• Text provided
########################################
BATON ROUGE, LA (Dec. 6, 2021) – A debate about adding the COVID-19 vaccine to required school shots is taking place during the Health And Welfare Committee meeting.
Many of the speakers at Monday’s meeting have come out against what they believe is government overreach.
State Health Officer Dr. Joseph Kanter has a different point of view and the top medical official at Louisiana Department of Health is pushing back against “COVID-19 misinformation in today’s Louisiana House Committee on Health and Welfare.”
“The intentional spread of health disinformation is especially dangerous during a pandemic because it confuses and can mislead families who have legitimate questions,” said State Health Officer Dr. Joseph Kanter. “The Louisiana Department of Health is committed and will continue to share the facts but we alone can’t win the fight against dis- and misinformation. To do so will take all of us – and it starts with us demanding better. Many of us spread misinformation unintentionally; we are trying to inform others who don’t realize the information is false. If you’re not sure, don’t share.”
Dr. Joseph Kanter is highlighting these “key facts” during his speech to the Health and Welfare Committee:
- LDH is proposing for the COVID-19 vaccine to be added to the School Immunization Schedule only for ages which have received full licensure and approval from the FDA, which currently is ages 16 and up. Full licensure and approval from the FDA signify the very highest endorsement of safety and efficacy from the U.S. government.
- Louisiana law allows parents to easily exempt their child from a vaccine on the Immunization Schedule by simply claiming a medical, religious or personal/philosophical exemption. If COVID-19 is added to the schedule parents will be easily able to exempt their children from this vaccine as well.
- No one is immune to COVID-19 and its severe outcomes, including children. Over 25% of COVID-19 infections in Louisiana have been in children, resulting in 18 deaths and over 275 cases of Multi-system Inflammatory Syndrome in Children (MIS-C).
########################################
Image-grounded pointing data
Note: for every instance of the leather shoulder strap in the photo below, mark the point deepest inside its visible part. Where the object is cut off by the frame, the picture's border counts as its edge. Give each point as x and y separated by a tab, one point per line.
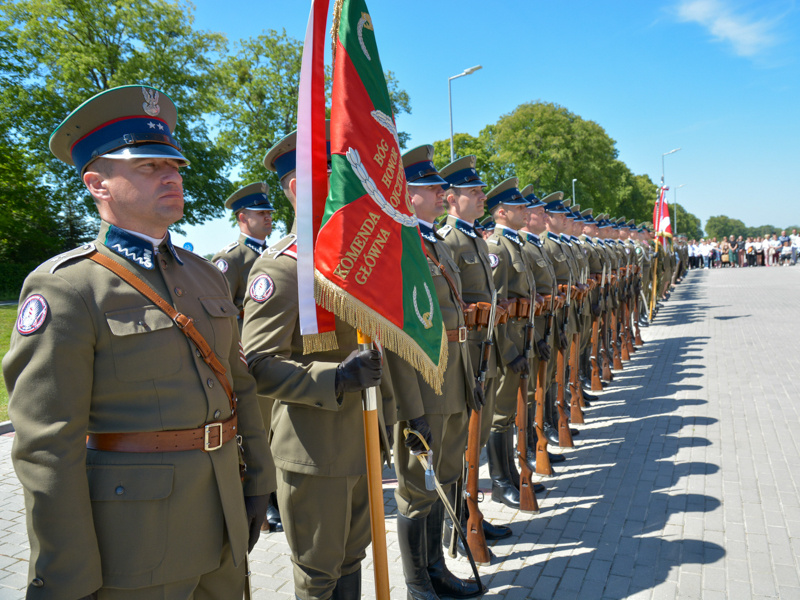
184	323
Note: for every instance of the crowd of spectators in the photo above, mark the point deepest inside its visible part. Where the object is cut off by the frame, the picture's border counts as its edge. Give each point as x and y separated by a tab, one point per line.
771	250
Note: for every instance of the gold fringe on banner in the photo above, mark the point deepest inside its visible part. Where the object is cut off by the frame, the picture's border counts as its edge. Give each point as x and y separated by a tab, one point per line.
359	315
320	342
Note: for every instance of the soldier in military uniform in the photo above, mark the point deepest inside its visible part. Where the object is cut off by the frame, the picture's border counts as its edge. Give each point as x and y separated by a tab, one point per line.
125	436
441	418
513	280
317	431
546	285
465	202
253	210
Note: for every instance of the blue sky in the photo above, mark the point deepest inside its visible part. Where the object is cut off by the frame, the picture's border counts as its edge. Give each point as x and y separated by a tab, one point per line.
718	78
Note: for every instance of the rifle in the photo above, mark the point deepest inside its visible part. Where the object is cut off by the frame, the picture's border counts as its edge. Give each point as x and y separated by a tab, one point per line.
615	339
527	499
476	540
564	434
597	385
543	466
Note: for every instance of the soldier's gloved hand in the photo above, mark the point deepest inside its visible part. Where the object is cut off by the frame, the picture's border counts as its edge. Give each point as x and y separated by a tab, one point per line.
390	435
543	348
256	509
360	370
413	442
519	365
478	398
562	338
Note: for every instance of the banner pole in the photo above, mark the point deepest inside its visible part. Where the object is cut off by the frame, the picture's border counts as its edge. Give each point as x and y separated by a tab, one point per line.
377	517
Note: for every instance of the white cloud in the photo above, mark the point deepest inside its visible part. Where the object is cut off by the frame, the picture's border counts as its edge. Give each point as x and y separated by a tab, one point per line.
747	34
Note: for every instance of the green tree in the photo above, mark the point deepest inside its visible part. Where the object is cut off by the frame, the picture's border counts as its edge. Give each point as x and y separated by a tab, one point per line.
256	99
723	226
73	49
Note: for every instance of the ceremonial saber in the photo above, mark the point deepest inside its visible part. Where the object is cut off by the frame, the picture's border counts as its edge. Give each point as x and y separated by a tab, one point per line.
430	480
377	517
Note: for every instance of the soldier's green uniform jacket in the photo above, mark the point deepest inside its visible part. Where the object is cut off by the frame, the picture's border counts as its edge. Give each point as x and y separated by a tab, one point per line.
512	279
553	245
471	254
313	431
235	261
92	354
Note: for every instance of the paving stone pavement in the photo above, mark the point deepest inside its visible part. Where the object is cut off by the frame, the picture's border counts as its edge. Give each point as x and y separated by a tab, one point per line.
683	483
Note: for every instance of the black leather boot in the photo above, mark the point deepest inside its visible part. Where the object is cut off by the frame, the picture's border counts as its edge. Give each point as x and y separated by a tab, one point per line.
503	489
414	555
348	587
443	581
512	464
272	523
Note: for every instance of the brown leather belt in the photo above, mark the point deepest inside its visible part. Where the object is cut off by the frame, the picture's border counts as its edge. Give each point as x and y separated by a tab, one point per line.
208	438
457	335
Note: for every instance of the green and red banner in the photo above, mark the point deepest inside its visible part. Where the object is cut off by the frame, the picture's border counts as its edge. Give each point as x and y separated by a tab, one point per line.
371	270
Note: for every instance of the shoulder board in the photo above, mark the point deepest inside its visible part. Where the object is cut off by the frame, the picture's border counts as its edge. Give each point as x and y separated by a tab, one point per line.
54	263
282	246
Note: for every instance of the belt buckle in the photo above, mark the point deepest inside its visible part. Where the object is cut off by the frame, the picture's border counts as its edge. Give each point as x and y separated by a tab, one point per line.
206	434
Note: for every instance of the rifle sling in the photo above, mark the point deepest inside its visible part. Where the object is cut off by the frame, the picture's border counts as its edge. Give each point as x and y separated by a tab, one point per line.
184	323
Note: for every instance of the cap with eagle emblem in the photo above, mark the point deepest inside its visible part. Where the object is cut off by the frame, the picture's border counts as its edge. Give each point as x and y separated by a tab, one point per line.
131	121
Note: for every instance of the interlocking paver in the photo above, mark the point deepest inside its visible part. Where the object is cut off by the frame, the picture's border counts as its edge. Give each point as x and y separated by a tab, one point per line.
684	483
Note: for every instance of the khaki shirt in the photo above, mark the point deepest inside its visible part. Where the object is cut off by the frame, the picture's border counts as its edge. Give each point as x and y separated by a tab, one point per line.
92	354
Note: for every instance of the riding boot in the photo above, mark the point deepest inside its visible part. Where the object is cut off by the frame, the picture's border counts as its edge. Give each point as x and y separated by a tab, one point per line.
272	522
348	586
503	489
512	464
443	581
414	556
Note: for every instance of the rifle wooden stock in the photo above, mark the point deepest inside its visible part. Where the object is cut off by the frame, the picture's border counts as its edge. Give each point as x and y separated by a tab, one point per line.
564	434
597	385
527	499
623	331
576	414
543	466
615	341
476	540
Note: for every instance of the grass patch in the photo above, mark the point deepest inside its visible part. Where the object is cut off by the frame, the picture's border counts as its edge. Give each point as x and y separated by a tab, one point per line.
8	316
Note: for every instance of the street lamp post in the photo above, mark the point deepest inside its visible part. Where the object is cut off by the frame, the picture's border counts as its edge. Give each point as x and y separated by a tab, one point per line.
469	71
675	205
662	163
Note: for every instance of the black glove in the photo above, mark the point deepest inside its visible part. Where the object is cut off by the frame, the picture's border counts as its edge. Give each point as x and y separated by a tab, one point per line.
543	348
256	509
390	435
413	442
360	370
562	338
519	365
478	398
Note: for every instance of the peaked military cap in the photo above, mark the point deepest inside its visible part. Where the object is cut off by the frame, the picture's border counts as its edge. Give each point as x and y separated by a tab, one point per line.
462	173
532	199
282	157
506	192
131	121
419	168
553	204
252	197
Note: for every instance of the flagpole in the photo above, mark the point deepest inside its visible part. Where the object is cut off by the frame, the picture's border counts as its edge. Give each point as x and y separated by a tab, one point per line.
377	517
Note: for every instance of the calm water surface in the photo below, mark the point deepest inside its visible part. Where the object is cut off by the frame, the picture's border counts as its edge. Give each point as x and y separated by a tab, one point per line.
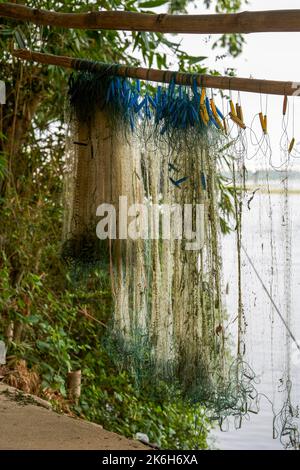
269	350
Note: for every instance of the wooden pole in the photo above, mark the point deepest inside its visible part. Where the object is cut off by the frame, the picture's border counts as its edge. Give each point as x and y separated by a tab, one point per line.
244	22
270	87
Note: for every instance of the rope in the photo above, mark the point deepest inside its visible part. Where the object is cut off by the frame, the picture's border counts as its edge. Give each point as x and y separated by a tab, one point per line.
271	299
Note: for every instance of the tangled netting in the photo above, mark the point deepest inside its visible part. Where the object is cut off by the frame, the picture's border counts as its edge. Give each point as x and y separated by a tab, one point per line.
161	147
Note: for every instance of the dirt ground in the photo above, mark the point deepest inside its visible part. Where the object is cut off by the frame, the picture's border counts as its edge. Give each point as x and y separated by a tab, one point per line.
27	425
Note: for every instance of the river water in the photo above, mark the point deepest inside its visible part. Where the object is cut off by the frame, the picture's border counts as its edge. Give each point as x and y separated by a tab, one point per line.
270	351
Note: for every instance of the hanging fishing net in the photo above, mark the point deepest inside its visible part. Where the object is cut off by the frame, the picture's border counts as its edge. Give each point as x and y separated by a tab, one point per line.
162	149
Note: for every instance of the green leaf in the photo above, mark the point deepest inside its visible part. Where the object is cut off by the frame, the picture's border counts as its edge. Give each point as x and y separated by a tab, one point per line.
194	59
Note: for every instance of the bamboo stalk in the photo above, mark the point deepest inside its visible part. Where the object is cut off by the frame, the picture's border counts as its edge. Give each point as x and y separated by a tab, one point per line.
251	85
244	22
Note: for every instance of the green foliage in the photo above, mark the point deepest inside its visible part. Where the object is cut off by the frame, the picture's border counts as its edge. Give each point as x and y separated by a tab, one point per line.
57	338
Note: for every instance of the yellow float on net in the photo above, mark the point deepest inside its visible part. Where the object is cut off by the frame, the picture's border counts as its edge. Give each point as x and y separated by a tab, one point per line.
285	102
263	122
237	121
292	145
233	111
215	113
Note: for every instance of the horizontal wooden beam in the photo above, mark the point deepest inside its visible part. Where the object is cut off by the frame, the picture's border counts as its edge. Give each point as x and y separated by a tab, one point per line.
270	87
244	22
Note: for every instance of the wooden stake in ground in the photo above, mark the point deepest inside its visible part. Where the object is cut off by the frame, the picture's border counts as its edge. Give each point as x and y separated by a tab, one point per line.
74	385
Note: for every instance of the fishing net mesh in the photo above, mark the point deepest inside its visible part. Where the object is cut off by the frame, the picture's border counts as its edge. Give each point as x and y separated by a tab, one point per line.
168	318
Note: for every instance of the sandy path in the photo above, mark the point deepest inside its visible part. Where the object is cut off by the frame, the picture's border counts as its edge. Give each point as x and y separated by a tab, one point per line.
33	427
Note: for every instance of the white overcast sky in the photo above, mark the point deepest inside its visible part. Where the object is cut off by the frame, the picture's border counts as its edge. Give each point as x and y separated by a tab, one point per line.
273	56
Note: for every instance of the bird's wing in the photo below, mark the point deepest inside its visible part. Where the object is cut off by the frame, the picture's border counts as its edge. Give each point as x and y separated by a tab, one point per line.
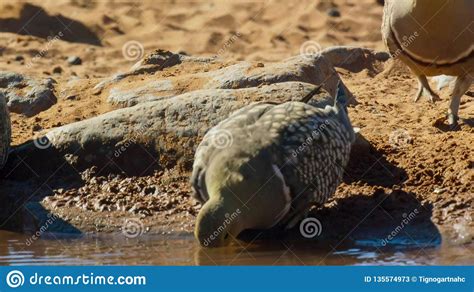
219	138
312	148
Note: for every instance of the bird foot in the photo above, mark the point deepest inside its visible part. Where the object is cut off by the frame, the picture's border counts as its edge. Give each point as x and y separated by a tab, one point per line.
434	97
453	121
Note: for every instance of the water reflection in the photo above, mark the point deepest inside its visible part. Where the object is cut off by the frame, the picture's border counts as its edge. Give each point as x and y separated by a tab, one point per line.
181	249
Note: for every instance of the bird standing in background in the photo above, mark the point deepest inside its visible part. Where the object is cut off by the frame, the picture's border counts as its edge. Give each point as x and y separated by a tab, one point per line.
433	37
277	161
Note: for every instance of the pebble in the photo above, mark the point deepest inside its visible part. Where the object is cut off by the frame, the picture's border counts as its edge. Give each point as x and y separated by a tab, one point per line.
74	60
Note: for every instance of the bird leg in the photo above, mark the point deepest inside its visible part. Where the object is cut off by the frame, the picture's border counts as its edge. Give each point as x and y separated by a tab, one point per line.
460	87
424	85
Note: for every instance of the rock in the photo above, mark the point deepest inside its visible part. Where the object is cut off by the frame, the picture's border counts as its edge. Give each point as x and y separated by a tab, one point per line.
153	135
354	59
74	60
126	90
26	95
5	131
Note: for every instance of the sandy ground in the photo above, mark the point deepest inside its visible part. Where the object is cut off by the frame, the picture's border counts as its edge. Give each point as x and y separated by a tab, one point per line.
415	162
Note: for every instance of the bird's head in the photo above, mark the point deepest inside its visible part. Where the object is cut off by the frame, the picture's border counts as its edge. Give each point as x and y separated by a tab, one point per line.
244	193
218	223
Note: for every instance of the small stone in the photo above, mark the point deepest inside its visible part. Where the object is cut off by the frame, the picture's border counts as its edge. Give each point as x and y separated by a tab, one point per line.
74	60
334	12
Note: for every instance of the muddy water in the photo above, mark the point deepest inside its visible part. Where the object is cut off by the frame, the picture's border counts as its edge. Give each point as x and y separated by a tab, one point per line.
51	249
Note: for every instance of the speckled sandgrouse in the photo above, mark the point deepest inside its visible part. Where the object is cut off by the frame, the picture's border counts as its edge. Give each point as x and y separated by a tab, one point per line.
267	164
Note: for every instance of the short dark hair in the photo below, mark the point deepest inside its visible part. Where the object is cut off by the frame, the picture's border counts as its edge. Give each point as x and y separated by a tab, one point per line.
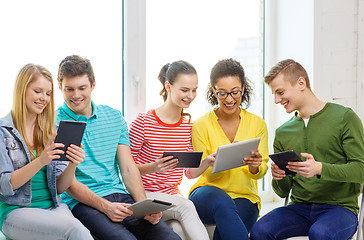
74	65
224	68
291	69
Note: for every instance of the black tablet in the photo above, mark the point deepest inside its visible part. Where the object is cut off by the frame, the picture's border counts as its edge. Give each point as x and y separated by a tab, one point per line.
282	158
148	206
69	132
185	159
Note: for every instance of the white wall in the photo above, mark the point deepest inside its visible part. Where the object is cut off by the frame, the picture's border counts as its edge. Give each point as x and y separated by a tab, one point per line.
134	60
336	51
327	38
289	34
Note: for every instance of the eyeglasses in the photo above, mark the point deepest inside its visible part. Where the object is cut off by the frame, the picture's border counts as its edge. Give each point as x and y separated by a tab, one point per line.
233	94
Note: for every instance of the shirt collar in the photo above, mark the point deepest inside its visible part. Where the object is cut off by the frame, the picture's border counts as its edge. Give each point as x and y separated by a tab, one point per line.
76	117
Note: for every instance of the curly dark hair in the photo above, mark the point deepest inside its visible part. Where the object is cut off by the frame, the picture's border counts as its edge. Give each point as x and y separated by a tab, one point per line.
224	68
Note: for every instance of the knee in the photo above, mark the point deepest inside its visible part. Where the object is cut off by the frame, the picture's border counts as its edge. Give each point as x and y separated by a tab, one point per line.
188	204
259	231
315	233
77	229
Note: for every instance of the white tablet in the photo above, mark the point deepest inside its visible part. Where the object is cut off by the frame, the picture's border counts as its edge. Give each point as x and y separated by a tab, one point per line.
149	206
231	155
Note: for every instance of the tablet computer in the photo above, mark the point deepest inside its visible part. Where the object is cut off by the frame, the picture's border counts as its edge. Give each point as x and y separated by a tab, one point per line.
148	206
282	158
69	132
231	155
185	159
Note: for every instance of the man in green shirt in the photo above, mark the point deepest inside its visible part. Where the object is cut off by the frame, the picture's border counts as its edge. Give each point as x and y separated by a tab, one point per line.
326	186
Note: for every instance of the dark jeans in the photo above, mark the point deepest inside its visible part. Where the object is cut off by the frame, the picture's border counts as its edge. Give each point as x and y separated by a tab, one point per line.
233	217
102	228
318	221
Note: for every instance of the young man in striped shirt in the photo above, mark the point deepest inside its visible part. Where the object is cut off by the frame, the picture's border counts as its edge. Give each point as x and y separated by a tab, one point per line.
98	197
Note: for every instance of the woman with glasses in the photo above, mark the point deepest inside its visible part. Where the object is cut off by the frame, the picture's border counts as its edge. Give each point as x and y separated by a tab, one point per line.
229	198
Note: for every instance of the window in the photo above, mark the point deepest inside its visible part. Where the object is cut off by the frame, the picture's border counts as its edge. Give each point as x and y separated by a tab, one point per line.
202	33
44	32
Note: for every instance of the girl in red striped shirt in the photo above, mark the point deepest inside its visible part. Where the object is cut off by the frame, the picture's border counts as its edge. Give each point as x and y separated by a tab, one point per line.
168	128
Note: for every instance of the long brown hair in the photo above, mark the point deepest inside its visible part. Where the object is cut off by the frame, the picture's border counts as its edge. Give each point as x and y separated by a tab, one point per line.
44	125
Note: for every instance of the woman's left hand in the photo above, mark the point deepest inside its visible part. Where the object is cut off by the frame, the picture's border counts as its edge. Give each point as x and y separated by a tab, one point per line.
253	162
75	154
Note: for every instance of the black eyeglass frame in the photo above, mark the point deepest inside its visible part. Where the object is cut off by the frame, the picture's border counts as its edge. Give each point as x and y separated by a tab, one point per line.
228	93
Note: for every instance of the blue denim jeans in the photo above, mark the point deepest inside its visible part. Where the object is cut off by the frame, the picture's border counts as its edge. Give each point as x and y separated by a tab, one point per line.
233	217
318	221
44	224
102	228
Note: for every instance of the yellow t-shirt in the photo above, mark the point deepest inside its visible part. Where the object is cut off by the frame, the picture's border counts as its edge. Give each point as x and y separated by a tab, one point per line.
207	136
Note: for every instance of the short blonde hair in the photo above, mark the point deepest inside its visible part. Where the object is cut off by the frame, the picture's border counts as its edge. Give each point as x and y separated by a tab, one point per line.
291	69
44	126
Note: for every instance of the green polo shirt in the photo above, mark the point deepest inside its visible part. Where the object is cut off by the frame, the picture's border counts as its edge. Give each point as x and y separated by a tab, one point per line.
335	137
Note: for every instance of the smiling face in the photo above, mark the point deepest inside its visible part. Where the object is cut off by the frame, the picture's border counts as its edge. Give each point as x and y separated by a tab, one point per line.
37	95
183	90
286	94
229	105
77	94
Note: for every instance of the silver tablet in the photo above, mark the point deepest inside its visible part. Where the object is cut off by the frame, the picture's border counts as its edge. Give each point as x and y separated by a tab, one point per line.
231	155
149	206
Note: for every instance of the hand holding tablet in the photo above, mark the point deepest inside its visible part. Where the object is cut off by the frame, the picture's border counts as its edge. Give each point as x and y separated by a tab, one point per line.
231	155
185	159
281	159
69	132
148	206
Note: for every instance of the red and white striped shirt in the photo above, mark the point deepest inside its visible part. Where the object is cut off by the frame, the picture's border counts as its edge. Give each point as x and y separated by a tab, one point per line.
149	138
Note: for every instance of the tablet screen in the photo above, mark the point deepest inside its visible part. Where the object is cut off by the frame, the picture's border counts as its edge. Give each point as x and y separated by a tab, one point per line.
185	159
69	132
231	155
148	206
282	158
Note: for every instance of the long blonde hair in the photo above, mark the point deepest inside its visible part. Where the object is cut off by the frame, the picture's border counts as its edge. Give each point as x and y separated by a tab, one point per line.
44	125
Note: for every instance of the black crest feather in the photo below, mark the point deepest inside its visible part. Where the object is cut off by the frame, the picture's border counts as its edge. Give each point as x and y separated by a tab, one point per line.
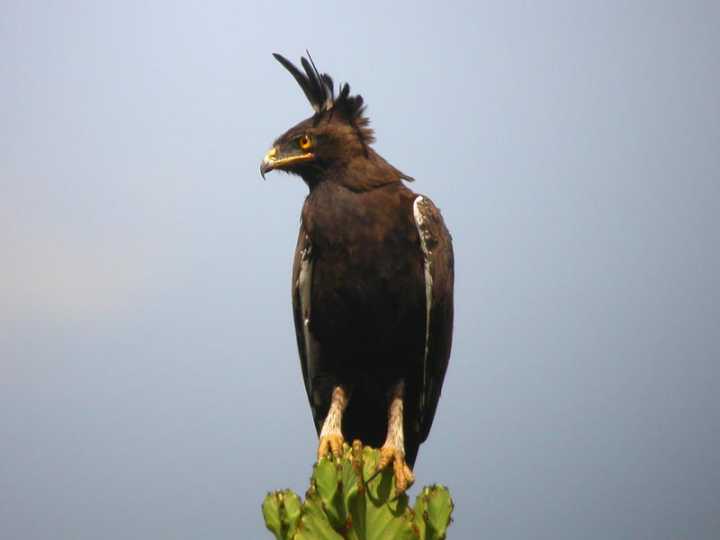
319	90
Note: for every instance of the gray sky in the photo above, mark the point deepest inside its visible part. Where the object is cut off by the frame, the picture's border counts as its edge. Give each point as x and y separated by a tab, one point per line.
149	382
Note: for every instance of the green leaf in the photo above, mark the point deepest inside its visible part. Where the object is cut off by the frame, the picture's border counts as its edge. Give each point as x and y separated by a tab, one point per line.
344	503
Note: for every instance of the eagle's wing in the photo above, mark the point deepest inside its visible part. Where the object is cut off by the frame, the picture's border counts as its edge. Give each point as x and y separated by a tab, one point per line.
436	245
301	288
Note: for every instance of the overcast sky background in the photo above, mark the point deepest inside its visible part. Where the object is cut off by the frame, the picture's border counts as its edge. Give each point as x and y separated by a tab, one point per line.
149	381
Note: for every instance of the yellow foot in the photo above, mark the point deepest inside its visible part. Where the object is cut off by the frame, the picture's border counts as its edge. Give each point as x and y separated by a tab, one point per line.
330	444
404	477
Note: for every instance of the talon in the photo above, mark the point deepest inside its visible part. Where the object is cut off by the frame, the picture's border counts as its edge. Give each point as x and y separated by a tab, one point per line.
330	444
403	475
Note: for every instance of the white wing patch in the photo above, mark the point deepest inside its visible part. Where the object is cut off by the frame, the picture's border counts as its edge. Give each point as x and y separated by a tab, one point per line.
304	285
424	234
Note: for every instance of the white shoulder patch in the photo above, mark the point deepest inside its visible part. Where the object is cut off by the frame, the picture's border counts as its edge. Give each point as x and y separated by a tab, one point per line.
304	285
423	233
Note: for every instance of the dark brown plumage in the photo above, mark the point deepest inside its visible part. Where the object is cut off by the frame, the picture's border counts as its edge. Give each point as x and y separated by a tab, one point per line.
372	282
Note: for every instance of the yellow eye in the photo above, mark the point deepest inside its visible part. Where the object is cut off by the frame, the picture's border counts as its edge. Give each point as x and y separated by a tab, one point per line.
305	142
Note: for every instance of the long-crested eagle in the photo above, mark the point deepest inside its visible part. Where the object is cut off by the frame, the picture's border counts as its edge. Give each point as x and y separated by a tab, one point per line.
372	282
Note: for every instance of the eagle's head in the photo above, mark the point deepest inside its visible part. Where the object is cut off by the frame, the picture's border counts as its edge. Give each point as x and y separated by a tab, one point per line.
334	143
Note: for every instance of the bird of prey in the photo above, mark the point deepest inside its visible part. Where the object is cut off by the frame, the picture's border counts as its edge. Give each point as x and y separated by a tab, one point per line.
372	282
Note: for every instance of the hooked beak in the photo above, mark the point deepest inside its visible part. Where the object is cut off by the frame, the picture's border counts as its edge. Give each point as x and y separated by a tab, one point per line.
267	164
273	161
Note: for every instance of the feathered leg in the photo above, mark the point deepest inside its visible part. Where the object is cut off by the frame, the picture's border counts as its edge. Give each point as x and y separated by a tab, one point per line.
393	450
331	439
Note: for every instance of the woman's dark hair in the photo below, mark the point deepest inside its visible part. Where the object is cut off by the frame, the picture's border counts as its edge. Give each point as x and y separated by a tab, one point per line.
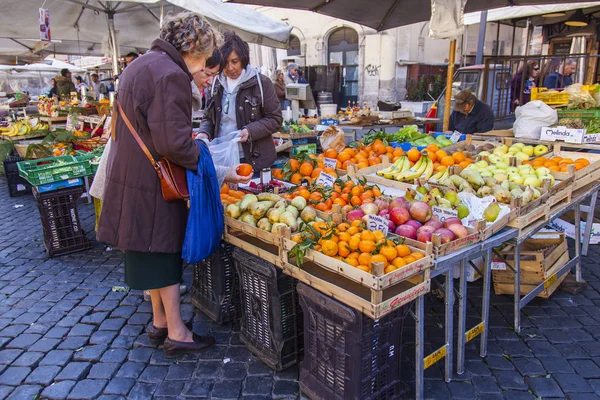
########################################
• Explore the material
[a] Set down everything in the Louisiana COVID-19 vaccine article from "- No one is" down to "in Children (MIS-C).".
[b] Answer these questions from the Louisiana COVID-19 vaccine article, one answer per line:
(i) What age range currently has full licensure and approval from the FDA for the COVID-19 vaccine?
(ii) How many deaths among children in Louisiana are attributed to COVID-19 infections?
(iii) What is Dr. Joseph Kanter's title?
[c] List every type of exemption that the Louisiana COVID-19 vaccine article says parents can claim to exempt their child from a vaccine on the Immunization Schedule.
The data has no role in these tasks.

• Expected responses
[a]
- No one is immune to COVID-19 and its severe outcomes, including children. Over 25% of COVID-19 infections in Louisiana have been in children, resulting in 18 deaths and over 275 cases of Multi-system Inflammatory Syndrome in Children (MIS-C).

[b]
(i) Ages 16 and up
(ii) 18
(iii) State Health Officer

[c]
Medical
Religious
Personal/philosophical